## QUOTED TEXT
--- start ---

Jonathan Wilson’s book, Inverting the Pyramid, is a history of soccer tactics, but more specifically it’s about the journey toward the 4-2-4 and the modifications made to it since. Really, any formation with a four-man backline is, at times, a 4-2-4 -- when the wingers push up in a 4-4-2, when all the attackers push on in a 4-2-3-1, when one midfielder gets forward in a 4-3-3. The numbers matter less than the principle. The last chapter of Wilson’s book is called “The Triumph of the Pass.” It’s centered around Pep Guardiola’s 2011 Champions League-winning Barcelona team that dominated possession in a way we’d never seen before and haven’t really seen since.
As Wilson writes, “Barcelona did not simply happen”. No, that team was, as he says, “the result of four decades of evolution.” Since then, the game has evolved to where there’s a larger emphasis on pressing high up the field and managing both territory and the transition phases of the game rather than explicitly possession. By disrupting and marginalizing possession, that trend is, in itself, a reaction to Barcelona’s dominance. And for a team that -- if its ambitions come together -- will not have enough space in the lineup to play enough players for a dominant possession-heavy midfield, that’s exactly how this new version of Barcelona will likely have to play.
I can’t believe I’m saying this, but it seems like Neymar, who has been accused of rape, heading Barcelona might actually happen. Now, when applied to every transfer, Occam’s Razor scrapes out a message that reads: Not happening. If one thing falls apart, so does the whole deal. And with any player-transfer, there are so many moving pieces and intermediaries and levels of discussions (i.e. contract negotiations with the new team, and transfer-fee negotiations between the new and old team), so there are, simply, more things that can potentially fall apart.
However, there is a lot of smoke surrounding the Neymar move, so much so that perhaps one day it’ll make us all pass out, we’ll wake up, and he’ll be back with the Blaugrarna -- as if he’d never left. It started last month when PSG chairman Nasser Al-Khelaifi said, "Nobody forced Neymar to sign for us. Nobody pushed him here. He knowingly signed up for this project." Then Barcelona’s vice president humbly suggested this: "For the moment all that is happening -- and not only with Neymar -- is that a number of players would like to play for a great club like Barcelona. We will see what happens in timely fashion". Barcelona president Josip-Maria Bartomeu followed that up with some classic soccer-director performative naivety: “We know that Neymar wants to leave PSG, but PSG don't want to sell him, so there's no Neymar case... We never speak about players from other teams.” Then, Neymar showed up a week late to PSG’s preseason and has since, reportedly, made his desire to return to Catalonia clear to PSG sporting director Leonardo.
If it happens, it seems like at least one of Neymar’s replacements at Barcelona -- Philippe Coutinho and Ousmane Dembele -- will become one, if not both, of Neymar’s replacements at PSG. La Liga finances remain a mystery, so I’m still not sure how Barca can afford this. They’ve spent £117.54 million more on transfers this summer than they’ve brought in, and it seems like they’ll need to fork over a bunch of money in addition to players in order to make this happen. Reminder: Neymar cost PSG €222 million; no other player has fetched more than €135 mil.

--- end ---

## RECORDED INFORMATION
--- start ---

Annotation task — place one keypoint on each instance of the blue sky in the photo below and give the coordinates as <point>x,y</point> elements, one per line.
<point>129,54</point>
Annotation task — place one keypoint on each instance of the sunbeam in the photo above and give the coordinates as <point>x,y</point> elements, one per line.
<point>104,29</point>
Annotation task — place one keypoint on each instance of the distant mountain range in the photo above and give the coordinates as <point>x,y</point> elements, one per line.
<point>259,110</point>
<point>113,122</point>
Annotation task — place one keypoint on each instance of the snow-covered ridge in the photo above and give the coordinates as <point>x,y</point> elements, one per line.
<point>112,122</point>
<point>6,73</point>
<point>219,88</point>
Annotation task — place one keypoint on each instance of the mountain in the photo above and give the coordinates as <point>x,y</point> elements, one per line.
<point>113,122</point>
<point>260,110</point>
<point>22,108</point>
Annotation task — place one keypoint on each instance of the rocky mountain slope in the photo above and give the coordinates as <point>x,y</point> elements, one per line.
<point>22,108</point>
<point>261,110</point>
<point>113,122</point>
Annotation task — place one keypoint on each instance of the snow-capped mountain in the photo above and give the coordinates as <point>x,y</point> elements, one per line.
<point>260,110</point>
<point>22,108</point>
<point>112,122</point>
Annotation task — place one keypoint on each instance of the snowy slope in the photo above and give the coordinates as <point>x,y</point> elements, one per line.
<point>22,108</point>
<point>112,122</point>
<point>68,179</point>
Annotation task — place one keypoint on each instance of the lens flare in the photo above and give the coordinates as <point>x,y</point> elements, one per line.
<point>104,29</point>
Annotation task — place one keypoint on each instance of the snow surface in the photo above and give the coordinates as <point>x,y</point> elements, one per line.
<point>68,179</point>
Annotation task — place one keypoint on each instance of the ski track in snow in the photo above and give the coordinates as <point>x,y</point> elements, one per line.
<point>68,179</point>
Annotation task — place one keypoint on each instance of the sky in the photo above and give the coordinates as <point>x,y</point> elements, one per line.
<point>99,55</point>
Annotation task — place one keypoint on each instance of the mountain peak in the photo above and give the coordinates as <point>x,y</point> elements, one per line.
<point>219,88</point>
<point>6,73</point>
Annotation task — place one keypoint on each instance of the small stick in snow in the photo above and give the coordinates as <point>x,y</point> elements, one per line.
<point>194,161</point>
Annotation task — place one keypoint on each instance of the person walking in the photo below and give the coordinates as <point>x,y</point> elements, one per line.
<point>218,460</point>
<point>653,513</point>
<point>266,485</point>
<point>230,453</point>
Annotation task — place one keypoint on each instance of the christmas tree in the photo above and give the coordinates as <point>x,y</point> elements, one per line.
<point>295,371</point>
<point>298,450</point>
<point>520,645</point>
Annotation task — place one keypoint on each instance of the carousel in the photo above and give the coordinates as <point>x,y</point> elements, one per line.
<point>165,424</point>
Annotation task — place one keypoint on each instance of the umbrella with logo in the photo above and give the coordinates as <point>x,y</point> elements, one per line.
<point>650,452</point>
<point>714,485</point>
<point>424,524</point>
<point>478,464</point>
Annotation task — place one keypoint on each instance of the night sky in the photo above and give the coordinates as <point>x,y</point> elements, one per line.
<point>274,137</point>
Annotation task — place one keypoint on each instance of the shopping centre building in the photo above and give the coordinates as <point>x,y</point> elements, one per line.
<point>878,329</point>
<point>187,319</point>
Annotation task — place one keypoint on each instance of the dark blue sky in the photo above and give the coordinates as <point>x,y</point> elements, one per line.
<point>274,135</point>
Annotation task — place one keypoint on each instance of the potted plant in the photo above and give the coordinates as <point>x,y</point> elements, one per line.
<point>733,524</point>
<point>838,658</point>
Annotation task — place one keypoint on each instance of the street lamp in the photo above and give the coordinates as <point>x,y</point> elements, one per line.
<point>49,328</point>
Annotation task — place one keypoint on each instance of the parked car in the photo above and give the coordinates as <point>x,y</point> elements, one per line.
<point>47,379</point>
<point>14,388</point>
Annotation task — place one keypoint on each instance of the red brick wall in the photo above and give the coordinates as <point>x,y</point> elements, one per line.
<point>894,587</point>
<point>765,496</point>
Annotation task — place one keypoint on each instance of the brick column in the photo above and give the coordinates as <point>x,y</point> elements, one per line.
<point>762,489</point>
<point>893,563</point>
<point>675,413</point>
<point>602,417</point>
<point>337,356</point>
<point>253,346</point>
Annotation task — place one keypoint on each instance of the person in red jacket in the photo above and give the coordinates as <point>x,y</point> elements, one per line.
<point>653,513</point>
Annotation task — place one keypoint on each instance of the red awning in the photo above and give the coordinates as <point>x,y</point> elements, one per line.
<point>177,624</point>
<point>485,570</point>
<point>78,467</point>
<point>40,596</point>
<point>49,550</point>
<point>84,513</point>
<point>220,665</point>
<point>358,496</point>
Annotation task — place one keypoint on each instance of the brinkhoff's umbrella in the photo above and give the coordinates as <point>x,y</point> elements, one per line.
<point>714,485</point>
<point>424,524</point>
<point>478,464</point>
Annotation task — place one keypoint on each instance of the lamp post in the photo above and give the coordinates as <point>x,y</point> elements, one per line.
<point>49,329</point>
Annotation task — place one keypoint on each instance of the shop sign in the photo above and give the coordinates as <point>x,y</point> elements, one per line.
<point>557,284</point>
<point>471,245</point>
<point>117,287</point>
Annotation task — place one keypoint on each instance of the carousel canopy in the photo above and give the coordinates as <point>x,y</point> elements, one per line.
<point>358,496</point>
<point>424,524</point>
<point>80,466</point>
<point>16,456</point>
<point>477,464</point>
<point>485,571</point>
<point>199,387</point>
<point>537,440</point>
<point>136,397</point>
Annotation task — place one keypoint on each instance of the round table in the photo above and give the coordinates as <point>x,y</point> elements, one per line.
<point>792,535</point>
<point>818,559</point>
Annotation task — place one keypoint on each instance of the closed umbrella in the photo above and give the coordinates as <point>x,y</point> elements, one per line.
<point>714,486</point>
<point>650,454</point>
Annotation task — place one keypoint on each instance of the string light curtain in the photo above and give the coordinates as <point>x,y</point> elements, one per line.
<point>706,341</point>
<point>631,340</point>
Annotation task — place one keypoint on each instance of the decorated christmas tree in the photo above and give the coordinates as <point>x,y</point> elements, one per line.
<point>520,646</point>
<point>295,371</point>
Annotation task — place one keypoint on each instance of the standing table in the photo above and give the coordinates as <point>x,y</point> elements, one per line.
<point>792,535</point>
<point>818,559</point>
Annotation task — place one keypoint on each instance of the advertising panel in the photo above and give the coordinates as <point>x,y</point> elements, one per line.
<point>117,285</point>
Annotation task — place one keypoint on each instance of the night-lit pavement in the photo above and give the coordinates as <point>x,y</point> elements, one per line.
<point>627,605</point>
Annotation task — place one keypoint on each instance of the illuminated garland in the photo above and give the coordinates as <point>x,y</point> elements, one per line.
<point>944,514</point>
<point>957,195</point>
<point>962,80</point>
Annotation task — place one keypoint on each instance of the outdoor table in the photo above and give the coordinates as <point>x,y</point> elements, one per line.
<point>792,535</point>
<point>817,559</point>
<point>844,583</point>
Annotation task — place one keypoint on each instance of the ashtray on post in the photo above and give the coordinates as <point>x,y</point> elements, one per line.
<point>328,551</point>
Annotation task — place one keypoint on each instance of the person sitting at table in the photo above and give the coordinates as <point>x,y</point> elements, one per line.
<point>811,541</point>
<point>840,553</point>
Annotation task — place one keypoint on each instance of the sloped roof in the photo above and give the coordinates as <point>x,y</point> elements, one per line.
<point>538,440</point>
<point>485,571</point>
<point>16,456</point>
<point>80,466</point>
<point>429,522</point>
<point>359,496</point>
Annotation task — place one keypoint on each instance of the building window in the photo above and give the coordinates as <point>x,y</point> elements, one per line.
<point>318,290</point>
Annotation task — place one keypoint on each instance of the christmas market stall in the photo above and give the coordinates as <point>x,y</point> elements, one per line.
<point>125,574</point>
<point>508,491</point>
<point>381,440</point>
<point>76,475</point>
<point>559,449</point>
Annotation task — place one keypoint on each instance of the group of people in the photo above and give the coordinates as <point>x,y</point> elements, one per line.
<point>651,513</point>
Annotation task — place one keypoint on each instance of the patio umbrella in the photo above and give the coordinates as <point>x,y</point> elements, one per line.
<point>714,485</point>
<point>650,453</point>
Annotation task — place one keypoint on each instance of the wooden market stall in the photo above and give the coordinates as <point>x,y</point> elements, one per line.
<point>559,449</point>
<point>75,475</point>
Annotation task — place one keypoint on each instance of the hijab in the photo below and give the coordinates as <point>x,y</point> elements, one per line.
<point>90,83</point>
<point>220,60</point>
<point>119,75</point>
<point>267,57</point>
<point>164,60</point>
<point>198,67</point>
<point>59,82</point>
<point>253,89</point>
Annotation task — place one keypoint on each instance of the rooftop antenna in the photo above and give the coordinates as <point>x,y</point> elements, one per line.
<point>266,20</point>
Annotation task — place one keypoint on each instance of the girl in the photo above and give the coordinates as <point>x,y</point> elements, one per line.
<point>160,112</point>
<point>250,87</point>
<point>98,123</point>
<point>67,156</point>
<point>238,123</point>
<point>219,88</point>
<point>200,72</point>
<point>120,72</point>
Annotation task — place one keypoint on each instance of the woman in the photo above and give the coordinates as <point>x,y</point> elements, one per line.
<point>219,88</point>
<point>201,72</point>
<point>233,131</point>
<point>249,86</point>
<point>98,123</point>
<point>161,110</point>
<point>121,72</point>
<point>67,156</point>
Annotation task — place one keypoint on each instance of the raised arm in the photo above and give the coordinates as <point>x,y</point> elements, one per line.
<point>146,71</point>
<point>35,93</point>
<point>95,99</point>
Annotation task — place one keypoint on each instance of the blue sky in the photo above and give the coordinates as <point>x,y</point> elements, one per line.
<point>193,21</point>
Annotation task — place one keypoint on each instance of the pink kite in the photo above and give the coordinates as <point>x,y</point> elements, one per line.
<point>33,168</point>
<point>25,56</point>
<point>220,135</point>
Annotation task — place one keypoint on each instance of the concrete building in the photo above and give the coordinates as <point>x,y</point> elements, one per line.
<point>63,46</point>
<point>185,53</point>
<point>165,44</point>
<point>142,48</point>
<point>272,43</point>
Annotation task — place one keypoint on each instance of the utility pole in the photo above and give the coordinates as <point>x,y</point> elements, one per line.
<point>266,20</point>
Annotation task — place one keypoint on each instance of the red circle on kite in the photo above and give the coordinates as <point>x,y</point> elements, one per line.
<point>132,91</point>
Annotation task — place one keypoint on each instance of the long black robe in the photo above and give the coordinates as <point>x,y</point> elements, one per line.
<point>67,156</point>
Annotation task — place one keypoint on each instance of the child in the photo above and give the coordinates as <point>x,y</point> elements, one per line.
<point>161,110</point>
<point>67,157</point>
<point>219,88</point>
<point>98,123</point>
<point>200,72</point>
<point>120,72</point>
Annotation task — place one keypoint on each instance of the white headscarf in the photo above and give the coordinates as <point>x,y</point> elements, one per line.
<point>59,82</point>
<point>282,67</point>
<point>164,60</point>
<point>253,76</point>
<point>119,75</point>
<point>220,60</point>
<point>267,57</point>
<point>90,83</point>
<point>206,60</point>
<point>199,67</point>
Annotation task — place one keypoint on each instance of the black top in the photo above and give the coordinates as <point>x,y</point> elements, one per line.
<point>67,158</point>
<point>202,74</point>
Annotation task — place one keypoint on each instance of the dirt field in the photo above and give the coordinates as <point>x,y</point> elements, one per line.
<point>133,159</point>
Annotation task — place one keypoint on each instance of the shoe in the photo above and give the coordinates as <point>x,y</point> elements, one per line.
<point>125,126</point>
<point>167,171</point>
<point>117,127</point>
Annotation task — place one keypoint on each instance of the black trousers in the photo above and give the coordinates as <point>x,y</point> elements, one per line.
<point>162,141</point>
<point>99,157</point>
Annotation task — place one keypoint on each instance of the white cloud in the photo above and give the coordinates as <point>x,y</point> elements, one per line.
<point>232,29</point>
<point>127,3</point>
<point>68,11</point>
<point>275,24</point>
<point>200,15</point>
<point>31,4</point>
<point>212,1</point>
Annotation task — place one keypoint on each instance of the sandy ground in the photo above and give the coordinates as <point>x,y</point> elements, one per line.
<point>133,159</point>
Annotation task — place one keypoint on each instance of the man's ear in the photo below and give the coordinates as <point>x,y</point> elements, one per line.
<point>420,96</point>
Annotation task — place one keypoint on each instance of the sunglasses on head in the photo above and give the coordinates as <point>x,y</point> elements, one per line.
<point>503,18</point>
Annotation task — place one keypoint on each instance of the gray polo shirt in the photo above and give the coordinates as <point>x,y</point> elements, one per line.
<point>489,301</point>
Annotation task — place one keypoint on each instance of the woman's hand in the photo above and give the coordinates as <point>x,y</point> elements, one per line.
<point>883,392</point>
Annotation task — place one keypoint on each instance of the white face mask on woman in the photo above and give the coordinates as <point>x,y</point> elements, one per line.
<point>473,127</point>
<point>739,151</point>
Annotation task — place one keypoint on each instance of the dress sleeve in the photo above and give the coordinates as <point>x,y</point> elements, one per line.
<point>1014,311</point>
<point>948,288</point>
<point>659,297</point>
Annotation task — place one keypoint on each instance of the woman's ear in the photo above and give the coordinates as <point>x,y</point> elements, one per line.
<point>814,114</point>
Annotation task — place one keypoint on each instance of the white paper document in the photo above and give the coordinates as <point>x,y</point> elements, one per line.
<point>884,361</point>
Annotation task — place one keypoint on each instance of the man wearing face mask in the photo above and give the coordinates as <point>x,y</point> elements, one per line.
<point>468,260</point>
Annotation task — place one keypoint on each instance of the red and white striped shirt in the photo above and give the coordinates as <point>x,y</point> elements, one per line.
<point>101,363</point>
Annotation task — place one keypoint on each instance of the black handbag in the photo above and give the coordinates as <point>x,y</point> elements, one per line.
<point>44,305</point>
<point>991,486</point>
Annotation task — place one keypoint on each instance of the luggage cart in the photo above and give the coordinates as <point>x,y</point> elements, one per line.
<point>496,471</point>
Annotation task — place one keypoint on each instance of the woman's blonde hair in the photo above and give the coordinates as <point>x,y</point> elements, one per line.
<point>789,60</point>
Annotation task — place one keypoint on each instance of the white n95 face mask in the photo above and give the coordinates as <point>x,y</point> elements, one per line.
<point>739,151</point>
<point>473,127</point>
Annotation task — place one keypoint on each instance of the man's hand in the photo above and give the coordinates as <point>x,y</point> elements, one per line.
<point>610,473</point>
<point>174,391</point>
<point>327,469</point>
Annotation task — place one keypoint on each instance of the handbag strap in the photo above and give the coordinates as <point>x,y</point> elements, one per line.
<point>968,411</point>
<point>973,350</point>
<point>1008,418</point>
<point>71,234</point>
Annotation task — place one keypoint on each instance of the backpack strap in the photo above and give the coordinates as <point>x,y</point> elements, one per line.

--- end ---

## REQUIRED ACTIONS
1 - Recast the records, everything from the line containing "the person walking" down to the line containing "<point>165,424</point>", as a Markdown table with the columns Row and Line, numbering each row and leaving out blank lines.
2 - Extend the article on Barcelona's pursuit of Neymar, picking up from the point where it stops.

## PER-TASK OUTPUTS
1 -
| Row | Line |
|---|---|
| 1 | Annotation task — place one keypoint on each instance of the person walking in the photo below and give the coordinates as <point>x,y</point> elements, one per line. |
| 2 | <point>218,460</point> |
| 3 | <point>653,513</point> |
| 4 | <point>266,485</point> |
| 5 | <point>230,453</point> |
| 6 | Annotation task — place one keypoint on each instance of the christmas tree in the photo above and give the coordinates as <point>x,y</point> elements, one per line. |
| 7 | <point>295,371</point> |
| 8 | <point>298,450</point> |
| 9 | <point>520,645</point> |
| 10 | Annotation task — place one keypoint on each instance of the carousel in the photo above and give the coordinates as <point>x,y</point> elements, one per line. |
| 11 | <point>165,424</point> |

2 -
I’m also not convinced this is a good idea: The 22-year-old Dembele has been absolute dynamite when he’s been on the field, and Coutinho, who’s 27, is essentially being discarded after one bad season. Barcelona had the fourth-oldest starting XI in La Liga last year; they’ve already spent over £100 million on 28-year-old Antoine Griezmann, and Neymar turns 28 in March. Reminder: soccer players start to decline right around then!
But, today, we’re not concerned with the sustainability of this team-building approach -- they’re clearly just doing whatever they can to maximize Messi’s last few years at the top -- or the viability of the financial decisions that are allowing it to happen. No, instead, we want to know one thing and one thing only: How the hell would Lionel Messi, Antoine Griezmann, Neymar, and Luis Suarez all fit on the field together?
I have my own personal theories about how best to manage this collection of talent: mainly, just play Neymar, Messi, and Suarez together. That is, easily, the best trio of attackers I’ve ever seen play together, and although they’re all older, even a diminished version of it is still worth chasing. You probably shouldn’t have signed him anyway, so bring Griezmann off the bench, and hope that limited minutes against tired legs staves off the significant decline in performance we saw last season.
However, we are also not concerned with my Ernesto Valverde cosplay. Nor are we concerned with what seems like the most likely outcome: Neymar, Griezmann, and Messi all play together, while Suarez becomes the fourth-option since he’s the oldest non-Messi choice and Barcelona’s sunk costs for him are neither heaven, nor Earth.
Suarez is still an incredibly effective player. He was tied for fifth in La Liga in non-penalty goals+assists per 90 minutes, in addition to contributing earlier in possessions, too. And so it’s easier to imagine him starting than sitting on the bench. Same goes for the other three.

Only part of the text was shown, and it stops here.